(YOUR OBJECTIVE) Revise the records below, starting at the line that contains "Help me find the flowering" and ending at the line that contains "[0,187,415,233]", replacing "look" with "search" and leaving everything else as it is. Give only those lines.

(DATASET)
=-=-=-=-=

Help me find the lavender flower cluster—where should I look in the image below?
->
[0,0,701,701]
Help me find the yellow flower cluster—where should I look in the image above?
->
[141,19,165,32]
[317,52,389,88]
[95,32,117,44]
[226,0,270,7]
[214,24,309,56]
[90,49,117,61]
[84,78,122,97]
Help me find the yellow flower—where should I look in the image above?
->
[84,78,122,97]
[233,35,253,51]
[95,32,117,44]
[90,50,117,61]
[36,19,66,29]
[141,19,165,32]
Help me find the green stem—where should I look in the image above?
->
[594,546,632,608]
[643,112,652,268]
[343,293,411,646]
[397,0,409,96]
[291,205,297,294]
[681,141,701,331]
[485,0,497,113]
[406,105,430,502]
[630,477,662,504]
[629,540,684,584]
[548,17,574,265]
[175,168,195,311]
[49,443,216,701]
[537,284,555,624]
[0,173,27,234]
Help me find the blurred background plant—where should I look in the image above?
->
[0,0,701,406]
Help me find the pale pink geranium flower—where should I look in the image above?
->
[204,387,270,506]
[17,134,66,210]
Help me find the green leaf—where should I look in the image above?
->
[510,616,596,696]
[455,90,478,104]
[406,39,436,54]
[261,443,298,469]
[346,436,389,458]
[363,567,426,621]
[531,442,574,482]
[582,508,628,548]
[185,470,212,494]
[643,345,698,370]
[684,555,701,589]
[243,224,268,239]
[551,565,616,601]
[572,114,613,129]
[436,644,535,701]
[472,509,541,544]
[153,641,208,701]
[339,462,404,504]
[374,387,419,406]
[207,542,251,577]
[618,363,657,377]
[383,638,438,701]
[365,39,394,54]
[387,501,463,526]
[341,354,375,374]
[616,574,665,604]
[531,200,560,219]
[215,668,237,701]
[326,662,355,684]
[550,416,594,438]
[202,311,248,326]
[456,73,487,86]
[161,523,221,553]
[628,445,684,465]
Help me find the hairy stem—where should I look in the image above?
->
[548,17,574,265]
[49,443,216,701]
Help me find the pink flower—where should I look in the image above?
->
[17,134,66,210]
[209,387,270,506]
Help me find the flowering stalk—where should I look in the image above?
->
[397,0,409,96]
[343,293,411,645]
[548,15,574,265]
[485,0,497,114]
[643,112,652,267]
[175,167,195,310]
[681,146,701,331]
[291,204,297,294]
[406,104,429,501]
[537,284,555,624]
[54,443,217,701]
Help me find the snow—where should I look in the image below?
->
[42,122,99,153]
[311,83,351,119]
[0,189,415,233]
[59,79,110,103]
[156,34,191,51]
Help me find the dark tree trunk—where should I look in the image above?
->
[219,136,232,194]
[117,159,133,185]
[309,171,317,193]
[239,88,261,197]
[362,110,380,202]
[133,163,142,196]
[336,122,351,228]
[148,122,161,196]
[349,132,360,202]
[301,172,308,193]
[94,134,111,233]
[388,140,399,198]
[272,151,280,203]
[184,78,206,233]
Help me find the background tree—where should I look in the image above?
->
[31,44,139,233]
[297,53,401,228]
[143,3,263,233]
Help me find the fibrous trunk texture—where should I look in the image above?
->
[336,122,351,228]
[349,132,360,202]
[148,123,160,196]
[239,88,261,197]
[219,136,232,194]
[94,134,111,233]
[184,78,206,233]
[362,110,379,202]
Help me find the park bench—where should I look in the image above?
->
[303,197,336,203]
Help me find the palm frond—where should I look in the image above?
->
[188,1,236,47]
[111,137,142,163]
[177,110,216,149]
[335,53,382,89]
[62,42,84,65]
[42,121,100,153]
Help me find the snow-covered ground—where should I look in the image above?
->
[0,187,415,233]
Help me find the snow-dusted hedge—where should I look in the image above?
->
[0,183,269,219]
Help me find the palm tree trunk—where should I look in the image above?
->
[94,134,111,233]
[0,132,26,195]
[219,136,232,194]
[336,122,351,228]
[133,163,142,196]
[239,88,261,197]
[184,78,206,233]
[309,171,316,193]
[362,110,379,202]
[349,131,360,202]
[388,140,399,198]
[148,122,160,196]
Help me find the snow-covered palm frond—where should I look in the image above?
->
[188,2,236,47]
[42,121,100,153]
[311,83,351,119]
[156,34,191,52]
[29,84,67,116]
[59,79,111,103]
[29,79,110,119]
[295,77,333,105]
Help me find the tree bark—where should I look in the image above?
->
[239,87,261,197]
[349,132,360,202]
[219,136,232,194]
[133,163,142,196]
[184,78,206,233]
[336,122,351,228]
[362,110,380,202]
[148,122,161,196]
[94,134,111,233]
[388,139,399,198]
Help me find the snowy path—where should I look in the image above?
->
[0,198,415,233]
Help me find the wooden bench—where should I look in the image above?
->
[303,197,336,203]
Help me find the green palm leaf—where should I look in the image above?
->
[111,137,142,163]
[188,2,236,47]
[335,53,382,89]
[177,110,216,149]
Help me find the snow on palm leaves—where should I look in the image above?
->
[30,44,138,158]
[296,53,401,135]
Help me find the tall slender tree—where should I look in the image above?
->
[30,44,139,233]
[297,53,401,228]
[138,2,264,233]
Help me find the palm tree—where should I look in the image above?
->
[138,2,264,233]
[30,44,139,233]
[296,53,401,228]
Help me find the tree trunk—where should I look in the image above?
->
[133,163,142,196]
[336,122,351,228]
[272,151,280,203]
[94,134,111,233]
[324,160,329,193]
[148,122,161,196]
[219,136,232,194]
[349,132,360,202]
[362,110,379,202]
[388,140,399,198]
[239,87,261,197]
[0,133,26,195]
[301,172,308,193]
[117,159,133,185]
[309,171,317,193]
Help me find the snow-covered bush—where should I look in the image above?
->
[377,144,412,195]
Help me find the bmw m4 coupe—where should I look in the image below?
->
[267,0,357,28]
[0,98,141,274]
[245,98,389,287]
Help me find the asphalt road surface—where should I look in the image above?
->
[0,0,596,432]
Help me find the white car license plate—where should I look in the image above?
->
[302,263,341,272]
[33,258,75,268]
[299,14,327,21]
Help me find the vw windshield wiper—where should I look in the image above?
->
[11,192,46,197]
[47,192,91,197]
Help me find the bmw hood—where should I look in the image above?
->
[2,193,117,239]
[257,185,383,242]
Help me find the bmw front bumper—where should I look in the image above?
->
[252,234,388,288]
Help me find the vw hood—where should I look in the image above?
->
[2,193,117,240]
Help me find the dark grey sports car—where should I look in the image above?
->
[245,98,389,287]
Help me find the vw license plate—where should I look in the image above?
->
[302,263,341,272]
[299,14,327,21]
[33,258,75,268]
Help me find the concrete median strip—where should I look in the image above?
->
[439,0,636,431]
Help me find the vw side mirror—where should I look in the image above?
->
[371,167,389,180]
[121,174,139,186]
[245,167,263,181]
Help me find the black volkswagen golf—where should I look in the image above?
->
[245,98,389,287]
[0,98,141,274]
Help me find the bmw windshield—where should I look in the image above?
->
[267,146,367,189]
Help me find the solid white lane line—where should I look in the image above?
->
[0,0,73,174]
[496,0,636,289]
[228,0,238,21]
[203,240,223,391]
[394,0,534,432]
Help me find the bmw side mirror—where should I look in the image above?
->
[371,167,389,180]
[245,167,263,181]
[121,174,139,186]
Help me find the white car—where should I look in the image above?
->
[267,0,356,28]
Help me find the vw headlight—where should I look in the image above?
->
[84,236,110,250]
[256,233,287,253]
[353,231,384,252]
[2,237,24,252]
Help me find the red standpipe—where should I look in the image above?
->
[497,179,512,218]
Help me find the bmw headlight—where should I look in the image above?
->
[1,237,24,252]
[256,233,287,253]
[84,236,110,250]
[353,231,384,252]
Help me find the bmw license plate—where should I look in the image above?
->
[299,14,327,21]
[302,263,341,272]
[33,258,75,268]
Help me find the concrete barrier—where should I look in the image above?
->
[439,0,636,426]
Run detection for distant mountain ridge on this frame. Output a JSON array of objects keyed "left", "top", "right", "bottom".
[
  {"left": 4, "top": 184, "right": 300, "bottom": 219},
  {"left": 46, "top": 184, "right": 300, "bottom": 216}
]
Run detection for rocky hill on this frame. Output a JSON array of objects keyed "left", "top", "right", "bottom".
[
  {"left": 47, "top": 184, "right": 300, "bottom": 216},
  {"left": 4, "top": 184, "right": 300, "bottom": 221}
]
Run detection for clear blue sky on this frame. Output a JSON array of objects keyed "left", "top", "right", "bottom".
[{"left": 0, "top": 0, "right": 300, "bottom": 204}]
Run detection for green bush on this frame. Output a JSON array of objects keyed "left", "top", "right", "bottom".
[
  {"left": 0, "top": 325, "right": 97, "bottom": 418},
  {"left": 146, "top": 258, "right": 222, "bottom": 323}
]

=-=-=-=-=

(OUTPUT)
Help me find the flowering stalk—where should I search in the image above?
->
[397,0,409,96]
[343,293,411,645]
[548,15,574,265]
[485,0,497,114]
[643,112,652,267]
[175,167,195,310]
[681,146,701,331]
[291,204,297,294]
[406,104,429,501]
[537,284,555,624]
[54,443,217,701]
Help me find the snow—where should I search in the image below?
->
[42,122,99,153]
[311,83,351,119]
[0,189,415,233]
[59,79,110,103]
[156,34,191,51]
Help me find the dark tree trunk—where should I search in the image above?
->
[219,136,232,194]
[117,159,133,185]
[309,171,317,193]
[239,88,261,197]
[362,110,380,202]
[133,163,142,196]
[336,122,351,228]
[148,122,161,196]
[349,132,360,202]
[301,172,308,193]
[94,134,111,233]
[388,140,399,198]
[272,151,280,203]
[184,78,206,233]
Help me find the background tree—where should I search in the image above?
->
[31,44,139,233]
[297,53,401,228]
[143,3,263,233]
Help me find the fibrous trunk texture—where should I search in the image above?
->
[336,122,351,228]
[349,132,360,202]
[148,123,160,196]
[239,88,261,197]
[219,136,232,194]
[94,134,111,233]
[184,78,206,233]
[362,110,379,202]
Help me find the park bench—where should I search in the image above?
->
[303,197,336,203]
Help me find the palm frond—where should I search in the image above?
->
[188,1,236,47]
[111,137,142,163]
[177,110,216,149]
[335,53,382,89]
[62,42,84,65]
[42,121,100,153]
Help me find the snow-covered ground—where should I search in the image above?
->
[0,187,415,233]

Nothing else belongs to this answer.